#### Available records

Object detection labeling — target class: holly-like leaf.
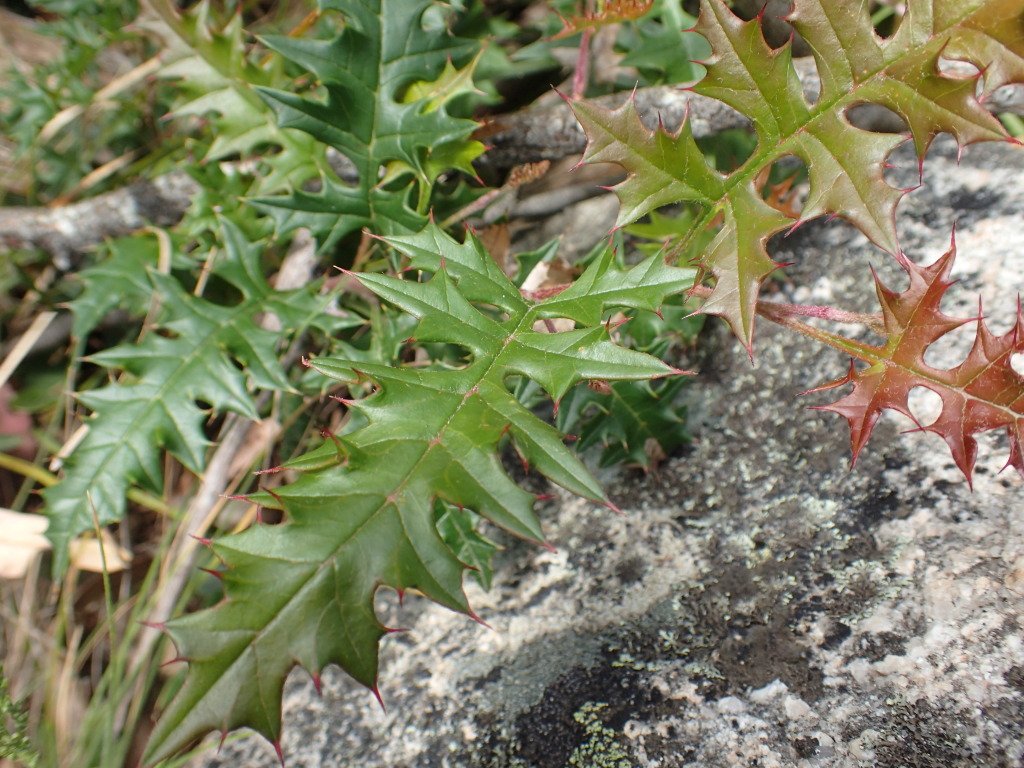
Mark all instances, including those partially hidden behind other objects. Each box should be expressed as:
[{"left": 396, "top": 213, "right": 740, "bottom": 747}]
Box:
[
  {"left": 155, "top": 0, "right": 326, "bottom": 195},
  {"left": 572, "top": 0, "right": 1024, "bottom": 348},
  {"left": 140, "top": 225, "right": 692, "bottom": 761},
  {"left": 812, "top": 237, "right": 1024, "bottom": 482},
  {"left": 254, "top": 0, "right": 483, "bottom": 247},
  {"left": 43, "top": 220, "right": 315, "bottom": 573}
]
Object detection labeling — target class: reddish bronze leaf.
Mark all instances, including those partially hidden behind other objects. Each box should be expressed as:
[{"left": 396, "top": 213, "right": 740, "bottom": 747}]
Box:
[{"left": 812, "top": 237, "right": 1024, "bottom": 482}]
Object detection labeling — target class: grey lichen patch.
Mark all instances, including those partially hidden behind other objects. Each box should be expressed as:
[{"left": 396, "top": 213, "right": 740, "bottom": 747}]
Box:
[
  {"left": 192, "top": 137, "right": 1024, "bottom": 768},
  {"left": 566, "top": 701, "right": 634, "bottom": 768}
]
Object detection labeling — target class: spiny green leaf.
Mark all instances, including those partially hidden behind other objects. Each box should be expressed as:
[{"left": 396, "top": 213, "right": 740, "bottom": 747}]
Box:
[
  {"left": 160, "top": 0, "right": 326, "bottom": 195},
  {"left": 572, "top": 0, "right": 1024, "bottom": 348},
  {"left": 253, "top": 0, "right": 482, "bottom": 247},
  {"left": 44, "top": 220, "right": 314, "bottom": 573},
  {"left": 140, "top": 225, "right": 691, "bottom": 761}
]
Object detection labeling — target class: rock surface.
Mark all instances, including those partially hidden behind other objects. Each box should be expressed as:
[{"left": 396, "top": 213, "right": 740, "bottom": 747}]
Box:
[{"left": 197, "top": 142, "right": 1024, "bottom": 768}]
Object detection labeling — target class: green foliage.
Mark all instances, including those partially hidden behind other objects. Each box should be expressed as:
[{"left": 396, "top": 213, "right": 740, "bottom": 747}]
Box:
[
  {"left": 44, "top": 219, "right": 331, "bottom": 573},
  {"left": 254, "top": 0, "right": 483, "bottom": 248},
  {"left": 573, "top": 0, "right": 1024, "bottom": 348},
  {"left": 0, "top": 0, "right": 1024, "bottom": 764},
  {"left": 142, "top": 225, "right": 692, "bottom": 760},
  {"left": 0, "top": 667, "right": 39, "bottom": 768}
]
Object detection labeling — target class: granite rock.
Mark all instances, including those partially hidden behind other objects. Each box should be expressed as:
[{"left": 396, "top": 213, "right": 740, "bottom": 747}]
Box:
[{"left": 188, "top": 142, "right": 1024, "bottom": 768}]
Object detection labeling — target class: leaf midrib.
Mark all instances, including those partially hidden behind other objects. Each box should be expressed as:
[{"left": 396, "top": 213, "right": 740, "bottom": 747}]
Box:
[{"left": 675, "top": 9, "right": 995, "bottom": 259}]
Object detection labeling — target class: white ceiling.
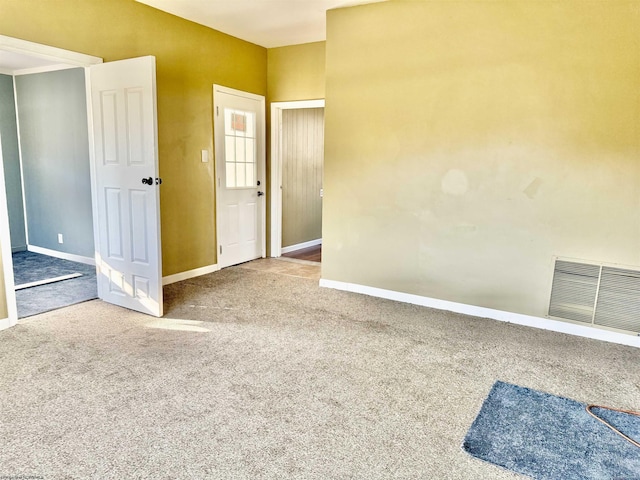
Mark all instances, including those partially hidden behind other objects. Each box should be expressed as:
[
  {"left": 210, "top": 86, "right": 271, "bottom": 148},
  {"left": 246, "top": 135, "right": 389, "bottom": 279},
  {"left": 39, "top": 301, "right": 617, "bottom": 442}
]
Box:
[
  {"left": 136, "top": 0, "right": 386, "bottom": 48},
  {"left": 0, "top": 49, "right": 60, "bottom": 75}
]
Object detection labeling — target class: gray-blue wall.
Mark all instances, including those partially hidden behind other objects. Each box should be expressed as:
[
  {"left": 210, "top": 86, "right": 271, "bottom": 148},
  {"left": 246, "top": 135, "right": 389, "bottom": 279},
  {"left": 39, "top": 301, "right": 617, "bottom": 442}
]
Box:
[
  {"left": 15, "top": 68, "right": 94, "bottom": 258},
  {"left": 0, "top": 75, "right": 27, "bottom": 251}
]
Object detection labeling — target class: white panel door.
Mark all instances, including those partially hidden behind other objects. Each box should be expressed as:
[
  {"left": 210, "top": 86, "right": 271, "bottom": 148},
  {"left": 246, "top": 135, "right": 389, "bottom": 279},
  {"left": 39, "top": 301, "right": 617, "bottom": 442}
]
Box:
[
  {"left": 90, "top": 57, "right": 162, "bottom": 317},
  {"left": 213, "top": 85, "right": 266, "bottom": 268}
]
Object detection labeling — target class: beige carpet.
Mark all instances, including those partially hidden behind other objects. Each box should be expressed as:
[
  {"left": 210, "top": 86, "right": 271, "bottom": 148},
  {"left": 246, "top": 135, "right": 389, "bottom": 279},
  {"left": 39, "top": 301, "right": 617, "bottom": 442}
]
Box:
[{"left": 0, "top": 265, "right": 640, "bottom": 480}]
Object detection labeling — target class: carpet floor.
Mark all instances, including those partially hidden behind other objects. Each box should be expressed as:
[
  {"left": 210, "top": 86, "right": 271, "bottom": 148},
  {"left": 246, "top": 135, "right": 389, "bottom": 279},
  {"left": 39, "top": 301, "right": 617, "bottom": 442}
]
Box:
[
  {"left": 13, "top": 252, "right": 98, "bottom": 318},
  {"left": 0, "top": 267, "right": 640, "bottom": 480}
]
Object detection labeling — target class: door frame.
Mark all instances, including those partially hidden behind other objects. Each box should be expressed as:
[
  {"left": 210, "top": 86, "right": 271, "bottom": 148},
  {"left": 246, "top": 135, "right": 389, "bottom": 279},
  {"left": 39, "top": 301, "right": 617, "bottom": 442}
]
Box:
[
  {"left": 270, "top": 99, "right": 324, "bottom": 258},
  {"left": 0, "top": 35, "right": 103, "bottom": 330},
  {"left": 213, "top": 84, "right": 267, "bottom": 265},
  {"left": 0, "top": 135, "right": 18, "bottom": 330}
]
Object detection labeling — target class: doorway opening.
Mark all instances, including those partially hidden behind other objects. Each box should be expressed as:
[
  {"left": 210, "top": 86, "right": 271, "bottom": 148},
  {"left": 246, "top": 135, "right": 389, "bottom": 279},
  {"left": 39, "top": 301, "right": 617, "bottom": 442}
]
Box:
[
  {"left": 271, "top": 100, "right": 324, "bottom": 263},
  {"left": 0, "top": 36, "right": 102, "bottom": 326},
  {"left": 0, "top": 36, "right": 162, "bottom": 329}
]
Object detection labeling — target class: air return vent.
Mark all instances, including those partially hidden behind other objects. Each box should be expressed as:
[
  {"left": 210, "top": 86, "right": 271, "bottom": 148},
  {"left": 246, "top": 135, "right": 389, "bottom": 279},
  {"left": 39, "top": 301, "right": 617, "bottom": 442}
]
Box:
[{"left": 549, "top": 260, "right": 640, "bottom": 333}]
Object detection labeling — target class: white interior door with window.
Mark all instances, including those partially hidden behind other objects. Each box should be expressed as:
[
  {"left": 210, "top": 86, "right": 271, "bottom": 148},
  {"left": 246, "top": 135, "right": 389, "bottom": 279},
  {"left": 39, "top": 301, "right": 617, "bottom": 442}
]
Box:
[
  {"left": 213, "top": 85, "right": 266, "bottom": 268},
  {"left": 89, "top": 57, "right": 163, "bottom": 317}
]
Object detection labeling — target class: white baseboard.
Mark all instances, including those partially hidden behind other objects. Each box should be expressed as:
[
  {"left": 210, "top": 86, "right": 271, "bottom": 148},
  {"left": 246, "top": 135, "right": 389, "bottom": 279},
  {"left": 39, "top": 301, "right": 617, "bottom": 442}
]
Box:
[
  {"left": 162, "top": 264, "right": 220, "bottom": 285},
  {"left": 280, "top": 238, "right": 322, "bottom": 253},
  {"left": 27, "top": 245, "right": 96, "bottom": 267},
  {"left": 320, "top": 279, "right": 640, "bottom": 348}
]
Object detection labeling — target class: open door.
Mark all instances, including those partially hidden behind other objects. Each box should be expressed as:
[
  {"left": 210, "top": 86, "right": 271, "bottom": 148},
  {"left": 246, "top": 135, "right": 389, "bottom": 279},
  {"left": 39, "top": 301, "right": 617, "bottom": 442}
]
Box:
[{"left": 89, "top": 56, "right": 162, "bottom": 317}]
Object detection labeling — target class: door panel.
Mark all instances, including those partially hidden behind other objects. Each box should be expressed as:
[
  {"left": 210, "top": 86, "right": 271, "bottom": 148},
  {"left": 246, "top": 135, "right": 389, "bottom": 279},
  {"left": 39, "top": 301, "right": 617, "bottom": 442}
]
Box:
[
  {"left": 214, "top": 86, "right": 265, "bottom": 268},
  {"left": 90, "top": 57, "right": 162, "bottom": 316}
]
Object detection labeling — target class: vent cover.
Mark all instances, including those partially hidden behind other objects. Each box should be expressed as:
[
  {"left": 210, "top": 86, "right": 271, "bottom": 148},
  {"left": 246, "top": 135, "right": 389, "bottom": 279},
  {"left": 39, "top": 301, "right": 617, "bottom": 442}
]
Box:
[
  {"left": 549, "top": 260, "right": 640, "bottom": 333},
  {"left": 594, "top": 267, "right": 640, "bottom": 332},
  {"left": 549, "top": 260, "right": 600, "bottom": 323}
]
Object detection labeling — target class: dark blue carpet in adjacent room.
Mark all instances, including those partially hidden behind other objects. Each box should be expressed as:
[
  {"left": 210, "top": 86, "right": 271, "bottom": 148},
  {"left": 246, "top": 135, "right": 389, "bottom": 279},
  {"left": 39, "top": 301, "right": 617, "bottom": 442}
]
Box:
[
  {"left": 13, "top": 252, "right": 98, "bottom": 318},
  {"left": 463, "top": 382, "right": 640, "bottom": 480}
]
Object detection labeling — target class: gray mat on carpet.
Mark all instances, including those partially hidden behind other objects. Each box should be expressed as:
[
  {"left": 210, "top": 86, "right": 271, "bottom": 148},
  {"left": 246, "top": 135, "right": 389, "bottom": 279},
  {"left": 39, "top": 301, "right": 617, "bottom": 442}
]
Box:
[
  {"left": 463, "top": 382, "right": 640, "bottom": 480},
  {"left": 13, "top": 252, "right": 98, "bottom": 318}
]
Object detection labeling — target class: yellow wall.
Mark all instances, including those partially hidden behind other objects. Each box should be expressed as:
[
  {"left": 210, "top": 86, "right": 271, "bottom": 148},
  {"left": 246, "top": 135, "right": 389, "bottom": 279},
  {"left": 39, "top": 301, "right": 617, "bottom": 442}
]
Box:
[
  {"left": 267, "top": 42, "right": 326, "bottom": 254},
  {"left": 0, "top": 0, "right": 267, "bottom": 275},
  {"left": 322, "top": 0, "right": 640, "bottom": 316},
  {"left": 267, "top": 42, "right": 325, "bottom": 102}
]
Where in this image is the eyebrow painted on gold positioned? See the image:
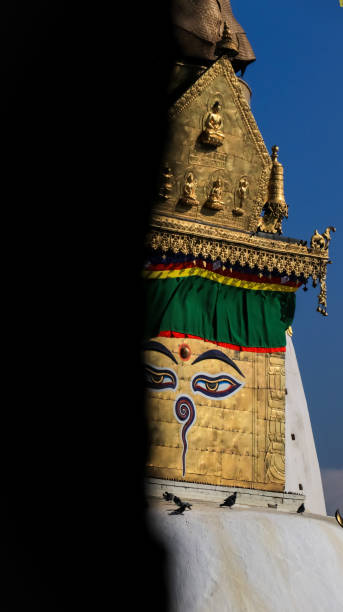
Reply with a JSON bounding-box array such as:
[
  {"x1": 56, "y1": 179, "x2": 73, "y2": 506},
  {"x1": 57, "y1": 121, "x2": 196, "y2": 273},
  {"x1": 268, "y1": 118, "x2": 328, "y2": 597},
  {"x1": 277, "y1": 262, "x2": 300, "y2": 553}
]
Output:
[
  {"x1": 142, "y1": 340, "x2": 177, "y2": 364},
  {"x1": 192, "y1": 349, "x2": 245, "y2": 378}
]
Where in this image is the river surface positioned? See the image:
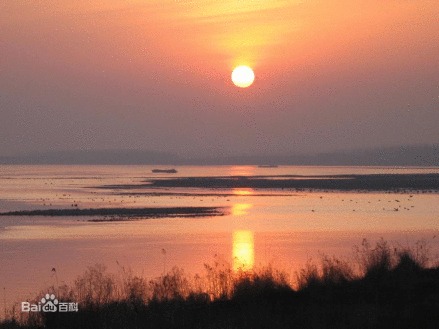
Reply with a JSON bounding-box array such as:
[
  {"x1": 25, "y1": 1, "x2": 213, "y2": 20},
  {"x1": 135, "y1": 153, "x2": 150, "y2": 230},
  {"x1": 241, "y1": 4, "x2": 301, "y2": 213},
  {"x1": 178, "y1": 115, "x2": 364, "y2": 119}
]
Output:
[{"x1": 0, "y1": 165, "x2": 439, "y2": 316}]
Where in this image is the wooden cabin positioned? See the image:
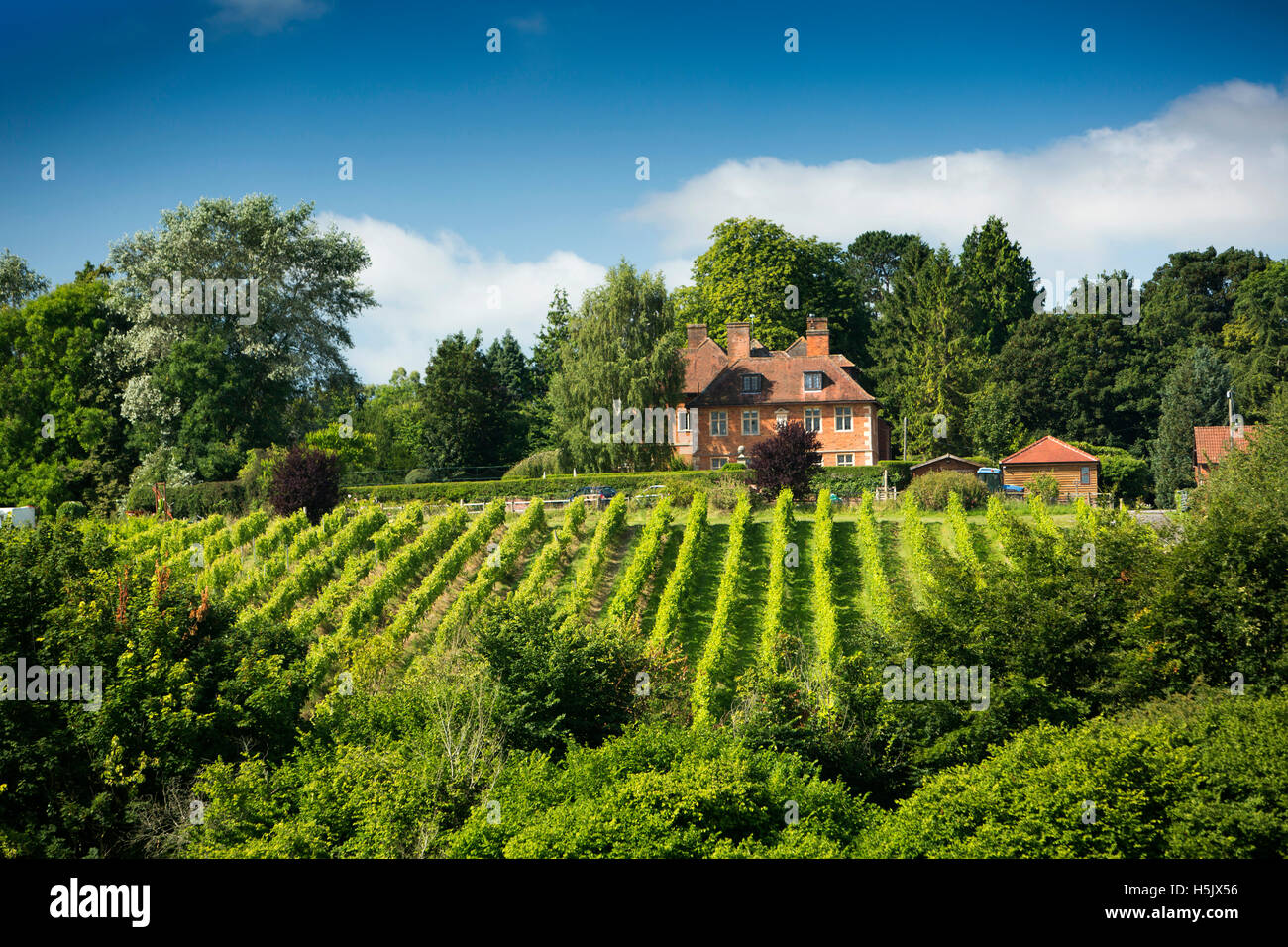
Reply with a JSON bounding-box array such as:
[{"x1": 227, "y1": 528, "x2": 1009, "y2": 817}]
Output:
[
  {"x1": 1002, "y1": 434, "x2": 1100, "y2": 498},
  {"x1": 1194, "y1": 424, "x2": 1257, "y2": 483}
]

########

- [Exercise goal]:
Copy the lines word for word, beginning with the line that contains "Where in this image is the eyebrow" and continuing through the final line, both included. Leave the pictures out of your copy.

- [Written response]:
Where in this image is the eyebrow painted on gold positioned? See the image:
Reply with a JSON bounding-box array such as:
[
  {"x1": 56, "y1": 179, "x2": 73, "y2": 506},
  {"x1": 57, "y1": 121, "x2": 196, "y2": 273},
  {"x1": 268, "y1": 118, "x2": 328, "y2": 597},
  {"x1": 277, "y1": 262, "x2": 300, "y2": 553}
]
Output:
[
  {"x1": 142, "y1": 340, "x2": 177, "y2": 364},
  {"x1": 192, "y1": 349, "x2": 245, "y2": 378}
]
Where in this image is the river surface positioned? See the image:
Reply with a JSON bounding-box array such as:
[
  {"x1": 25, "y1": 1, "x2": 213, "y2": 20},
  {"x1": 135, "y1": 153, "x2": 150, "y2": 230},
  {"x1": 241, "y1": 4, "x2": 301, "y2": 213},
  {"x1": 178, "y1": 115, "x2": 364, "y2": 119}
]
Output:
[{"x1": 0, "y1": 165, "x2": 439, "y2": 316}]
Where in this image is the wooden cabin positioned? See the image:
Reply with a JSON bounding-box array such as:
[{"x1": 227, "y1": 528, "x2": 1009, "y2": 817}]
Output:
[
  {"x1": 1002, "y1": 434, "x2": 1100, "y2": 498},
  {"x1": 1194, "y1": 424, "x2": 1257, "y2": 483}
]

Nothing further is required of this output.